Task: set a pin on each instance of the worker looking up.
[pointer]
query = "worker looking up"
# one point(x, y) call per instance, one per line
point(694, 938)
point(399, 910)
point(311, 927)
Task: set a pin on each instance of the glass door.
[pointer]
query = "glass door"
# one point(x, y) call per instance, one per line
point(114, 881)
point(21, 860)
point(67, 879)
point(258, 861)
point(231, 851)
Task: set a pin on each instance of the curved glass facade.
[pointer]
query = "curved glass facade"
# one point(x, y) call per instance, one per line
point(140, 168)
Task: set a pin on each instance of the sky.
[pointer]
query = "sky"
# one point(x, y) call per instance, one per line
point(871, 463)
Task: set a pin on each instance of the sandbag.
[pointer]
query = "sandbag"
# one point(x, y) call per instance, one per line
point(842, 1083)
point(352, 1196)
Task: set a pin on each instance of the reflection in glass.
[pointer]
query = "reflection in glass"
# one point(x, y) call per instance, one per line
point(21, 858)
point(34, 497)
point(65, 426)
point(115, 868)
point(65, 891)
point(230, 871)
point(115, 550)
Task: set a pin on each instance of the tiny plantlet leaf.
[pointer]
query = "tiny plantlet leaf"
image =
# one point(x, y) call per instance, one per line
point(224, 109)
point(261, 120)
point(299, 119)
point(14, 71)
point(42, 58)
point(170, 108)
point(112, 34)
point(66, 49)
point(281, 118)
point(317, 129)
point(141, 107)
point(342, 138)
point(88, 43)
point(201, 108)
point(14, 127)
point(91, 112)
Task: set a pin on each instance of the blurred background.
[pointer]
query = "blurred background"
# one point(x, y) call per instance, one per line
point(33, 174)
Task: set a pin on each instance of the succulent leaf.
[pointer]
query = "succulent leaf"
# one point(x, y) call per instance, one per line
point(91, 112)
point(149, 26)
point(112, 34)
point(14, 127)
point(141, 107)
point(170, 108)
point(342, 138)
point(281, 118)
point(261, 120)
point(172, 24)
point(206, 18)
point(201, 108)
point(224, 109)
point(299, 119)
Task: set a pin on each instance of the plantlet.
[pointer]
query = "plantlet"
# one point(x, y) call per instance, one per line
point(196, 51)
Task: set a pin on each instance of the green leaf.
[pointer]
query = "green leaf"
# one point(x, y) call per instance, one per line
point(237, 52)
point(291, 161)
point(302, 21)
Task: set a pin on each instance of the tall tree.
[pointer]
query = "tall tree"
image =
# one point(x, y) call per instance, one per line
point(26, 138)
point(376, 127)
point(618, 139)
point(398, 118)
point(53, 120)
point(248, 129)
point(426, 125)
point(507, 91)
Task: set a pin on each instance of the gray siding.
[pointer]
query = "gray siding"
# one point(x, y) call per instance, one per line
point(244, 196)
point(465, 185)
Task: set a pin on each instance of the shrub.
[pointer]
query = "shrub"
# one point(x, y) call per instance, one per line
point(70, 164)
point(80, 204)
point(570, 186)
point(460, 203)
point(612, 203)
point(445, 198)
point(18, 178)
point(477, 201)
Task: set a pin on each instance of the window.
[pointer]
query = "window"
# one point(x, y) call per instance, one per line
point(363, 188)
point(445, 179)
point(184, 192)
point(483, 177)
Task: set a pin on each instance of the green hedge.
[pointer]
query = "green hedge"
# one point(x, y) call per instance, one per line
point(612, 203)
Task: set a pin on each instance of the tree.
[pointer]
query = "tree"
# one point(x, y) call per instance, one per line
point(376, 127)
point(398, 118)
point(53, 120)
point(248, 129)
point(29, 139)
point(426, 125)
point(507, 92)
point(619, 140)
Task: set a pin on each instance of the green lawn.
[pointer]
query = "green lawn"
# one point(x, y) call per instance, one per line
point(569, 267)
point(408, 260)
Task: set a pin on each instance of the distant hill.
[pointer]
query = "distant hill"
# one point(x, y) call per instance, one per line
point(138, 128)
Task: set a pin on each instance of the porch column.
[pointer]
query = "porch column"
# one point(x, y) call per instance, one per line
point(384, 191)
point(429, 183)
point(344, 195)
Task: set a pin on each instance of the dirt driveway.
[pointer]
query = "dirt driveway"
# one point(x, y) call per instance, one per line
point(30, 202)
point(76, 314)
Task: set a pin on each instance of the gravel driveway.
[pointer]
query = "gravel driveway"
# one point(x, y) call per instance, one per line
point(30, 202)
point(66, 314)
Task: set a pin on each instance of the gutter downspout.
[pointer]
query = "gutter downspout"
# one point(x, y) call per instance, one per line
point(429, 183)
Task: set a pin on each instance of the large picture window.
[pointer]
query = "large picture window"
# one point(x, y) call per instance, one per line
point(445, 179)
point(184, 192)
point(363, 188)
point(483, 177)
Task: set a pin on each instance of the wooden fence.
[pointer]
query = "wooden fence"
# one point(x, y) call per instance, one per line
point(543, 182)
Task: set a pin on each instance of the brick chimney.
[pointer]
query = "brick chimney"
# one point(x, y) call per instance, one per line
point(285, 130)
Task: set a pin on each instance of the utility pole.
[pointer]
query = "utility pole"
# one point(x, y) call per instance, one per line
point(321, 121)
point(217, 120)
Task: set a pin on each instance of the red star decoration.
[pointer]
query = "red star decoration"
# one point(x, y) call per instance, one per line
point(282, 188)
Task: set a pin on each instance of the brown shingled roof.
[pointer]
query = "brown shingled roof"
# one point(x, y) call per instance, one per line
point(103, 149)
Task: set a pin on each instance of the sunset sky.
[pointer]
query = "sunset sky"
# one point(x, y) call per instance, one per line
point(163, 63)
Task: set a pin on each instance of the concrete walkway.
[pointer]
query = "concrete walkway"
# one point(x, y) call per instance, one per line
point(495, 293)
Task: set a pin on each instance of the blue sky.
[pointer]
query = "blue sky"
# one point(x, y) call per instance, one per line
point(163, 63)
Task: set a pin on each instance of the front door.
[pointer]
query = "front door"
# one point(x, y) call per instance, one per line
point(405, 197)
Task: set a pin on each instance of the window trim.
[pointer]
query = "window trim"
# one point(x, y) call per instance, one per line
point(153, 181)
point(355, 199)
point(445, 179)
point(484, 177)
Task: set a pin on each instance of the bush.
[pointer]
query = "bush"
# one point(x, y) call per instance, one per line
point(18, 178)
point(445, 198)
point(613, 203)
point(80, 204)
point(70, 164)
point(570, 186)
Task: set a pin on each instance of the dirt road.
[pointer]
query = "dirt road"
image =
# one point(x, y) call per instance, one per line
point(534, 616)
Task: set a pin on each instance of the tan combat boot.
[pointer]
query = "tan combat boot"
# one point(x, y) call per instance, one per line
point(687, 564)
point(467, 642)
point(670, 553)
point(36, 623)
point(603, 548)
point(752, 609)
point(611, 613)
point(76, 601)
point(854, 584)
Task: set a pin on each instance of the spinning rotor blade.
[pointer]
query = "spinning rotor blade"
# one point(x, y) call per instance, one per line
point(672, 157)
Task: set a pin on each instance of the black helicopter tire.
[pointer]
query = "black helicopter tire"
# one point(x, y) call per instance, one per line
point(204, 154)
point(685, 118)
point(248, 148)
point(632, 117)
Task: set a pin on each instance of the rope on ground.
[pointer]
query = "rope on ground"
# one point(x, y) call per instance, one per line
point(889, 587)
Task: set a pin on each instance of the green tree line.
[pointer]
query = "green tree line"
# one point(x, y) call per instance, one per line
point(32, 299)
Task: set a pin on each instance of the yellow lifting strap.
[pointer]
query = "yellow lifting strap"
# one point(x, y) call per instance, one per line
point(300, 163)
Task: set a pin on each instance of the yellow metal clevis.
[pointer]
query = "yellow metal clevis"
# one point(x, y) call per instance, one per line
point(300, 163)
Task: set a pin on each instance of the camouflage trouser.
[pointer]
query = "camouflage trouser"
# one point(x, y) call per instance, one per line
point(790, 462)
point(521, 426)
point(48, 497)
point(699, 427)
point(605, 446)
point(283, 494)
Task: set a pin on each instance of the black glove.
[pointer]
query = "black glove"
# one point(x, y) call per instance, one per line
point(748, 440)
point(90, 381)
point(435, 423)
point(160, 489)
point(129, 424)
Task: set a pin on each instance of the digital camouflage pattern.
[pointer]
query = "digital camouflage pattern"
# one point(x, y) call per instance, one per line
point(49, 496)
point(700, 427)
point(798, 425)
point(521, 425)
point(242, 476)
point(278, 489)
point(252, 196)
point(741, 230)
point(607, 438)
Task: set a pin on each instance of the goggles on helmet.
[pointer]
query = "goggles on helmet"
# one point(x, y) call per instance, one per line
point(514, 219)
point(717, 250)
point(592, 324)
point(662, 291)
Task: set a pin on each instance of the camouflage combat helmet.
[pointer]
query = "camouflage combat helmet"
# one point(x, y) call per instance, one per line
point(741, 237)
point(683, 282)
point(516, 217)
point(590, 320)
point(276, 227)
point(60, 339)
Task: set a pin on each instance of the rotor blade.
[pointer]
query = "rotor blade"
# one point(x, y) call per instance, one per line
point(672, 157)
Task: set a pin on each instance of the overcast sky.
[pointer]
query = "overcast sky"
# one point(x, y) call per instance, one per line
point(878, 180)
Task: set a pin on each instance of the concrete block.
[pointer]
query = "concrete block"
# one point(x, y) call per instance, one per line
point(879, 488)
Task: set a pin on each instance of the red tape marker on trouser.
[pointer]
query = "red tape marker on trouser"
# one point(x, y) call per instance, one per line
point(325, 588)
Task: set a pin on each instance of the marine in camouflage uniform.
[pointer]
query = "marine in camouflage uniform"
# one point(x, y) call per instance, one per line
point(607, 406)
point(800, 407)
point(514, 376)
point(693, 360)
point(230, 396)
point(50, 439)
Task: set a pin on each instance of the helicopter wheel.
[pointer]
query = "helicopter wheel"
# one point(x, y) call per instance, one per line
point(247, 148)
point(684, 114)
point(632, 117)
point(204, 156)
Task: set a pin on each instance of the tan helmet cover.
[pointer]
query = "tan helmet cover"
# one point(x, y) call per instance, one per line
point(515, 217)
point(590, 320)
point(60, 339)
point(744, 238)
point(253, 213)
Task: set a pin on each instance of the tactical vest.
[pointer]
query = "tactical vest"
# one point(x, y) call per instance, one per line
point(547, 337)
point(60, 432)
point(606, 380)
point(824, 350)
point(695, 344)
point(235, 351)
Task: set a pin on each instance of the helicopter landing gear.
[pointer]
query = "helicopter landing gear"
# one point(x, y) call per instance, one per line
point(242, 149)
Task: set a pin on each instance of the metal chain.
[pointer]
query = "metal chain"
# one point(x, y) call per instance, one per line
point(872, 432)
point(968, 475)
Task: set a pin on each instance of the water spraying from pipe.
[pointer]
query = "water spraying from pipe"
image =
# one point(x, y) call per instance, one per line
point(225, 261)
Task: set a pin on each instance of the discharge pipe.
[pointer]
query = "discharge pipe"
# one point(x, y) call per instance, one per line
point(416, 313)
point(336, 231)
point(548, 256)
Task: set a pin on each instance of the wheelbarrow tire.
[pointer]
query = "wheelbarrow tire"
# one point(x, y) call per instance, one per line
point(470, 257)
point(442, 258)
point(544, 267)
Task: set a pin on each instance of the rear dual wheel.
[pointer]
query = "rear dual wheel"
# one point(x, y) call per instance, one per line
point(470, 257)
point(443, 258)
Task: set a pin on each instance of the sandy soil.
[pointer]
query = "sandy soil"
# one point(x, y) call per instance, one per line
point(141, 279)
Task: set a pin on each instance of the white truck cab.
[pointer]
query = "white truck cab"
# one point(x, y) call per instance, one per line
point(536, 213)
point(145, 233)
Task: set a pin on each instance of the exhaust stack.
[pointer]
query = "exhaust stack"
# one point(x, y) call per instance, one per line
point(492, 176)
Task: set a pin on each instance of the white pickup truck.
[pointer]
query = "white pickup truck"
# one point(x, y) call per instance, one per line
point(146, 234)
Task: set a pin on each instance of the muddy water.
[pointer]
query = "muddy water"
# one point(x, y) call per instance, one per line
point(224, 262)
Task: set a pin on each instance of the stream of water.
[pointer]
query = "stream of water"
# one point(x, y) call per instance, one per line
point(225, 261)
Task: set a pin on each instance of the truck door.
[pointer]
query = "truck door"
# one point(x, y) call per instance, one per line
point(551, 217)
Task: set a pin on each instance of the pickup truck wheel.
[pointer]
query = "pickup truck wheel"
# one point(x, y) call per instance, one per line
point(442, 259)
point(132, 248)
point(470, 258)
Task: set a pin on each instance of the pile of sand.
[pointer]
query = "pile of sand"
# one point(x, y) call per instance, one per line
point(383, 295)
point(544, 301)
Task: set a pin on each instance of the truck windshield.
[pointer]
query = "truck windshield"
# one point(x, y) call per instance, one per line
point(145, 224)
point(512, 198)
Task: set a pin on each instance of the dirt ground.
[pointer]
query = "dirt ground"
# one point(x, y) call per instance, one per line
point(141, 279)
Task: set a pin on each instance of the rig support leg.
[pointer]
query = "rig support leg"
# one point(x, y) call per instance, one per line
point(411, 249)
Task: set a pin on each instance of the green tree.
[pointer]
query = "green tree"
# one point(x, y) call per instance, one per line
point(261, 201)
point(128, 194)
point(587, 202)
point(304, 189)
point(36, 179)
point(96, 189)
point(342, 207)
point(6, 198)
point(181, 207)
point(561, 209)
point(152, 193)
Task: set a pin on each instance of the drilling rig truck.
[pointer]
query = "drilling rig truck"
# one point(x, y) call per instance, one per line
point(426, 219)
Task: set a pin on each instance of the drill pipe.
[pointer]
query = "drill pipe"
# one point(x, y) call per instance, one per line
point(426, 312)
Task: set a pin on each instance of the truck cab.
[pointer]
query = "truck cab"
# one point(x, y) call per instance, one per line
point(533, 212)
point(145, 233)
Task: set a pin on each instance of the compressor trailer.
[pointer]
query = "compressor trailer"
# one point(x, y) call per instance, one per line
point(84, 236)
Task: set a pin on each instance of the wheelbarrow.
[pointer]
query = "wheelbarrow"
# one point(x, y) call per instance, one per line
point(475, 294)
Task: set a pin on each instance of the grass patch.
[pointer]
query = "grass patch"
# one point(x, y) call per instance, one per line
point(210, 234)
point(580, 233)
#####
§ What the task asks:
Convert the part of the items that opens with the line containing "Task: set a pin on each instance of the overcast" and closes with the line containing "point(878, 180)" into a two-column CSV with the headers task and value. Give one row per request, holding its text and its answer, with each in a single quoted field and line breaks replaced by spaces.

§ Full answer:
task,value
"Task: set a pin on each instance of the overcast sky. [pointer] query = ""overcast sky"" # one point(x, y) call per instance, one per line","point(878, 180)"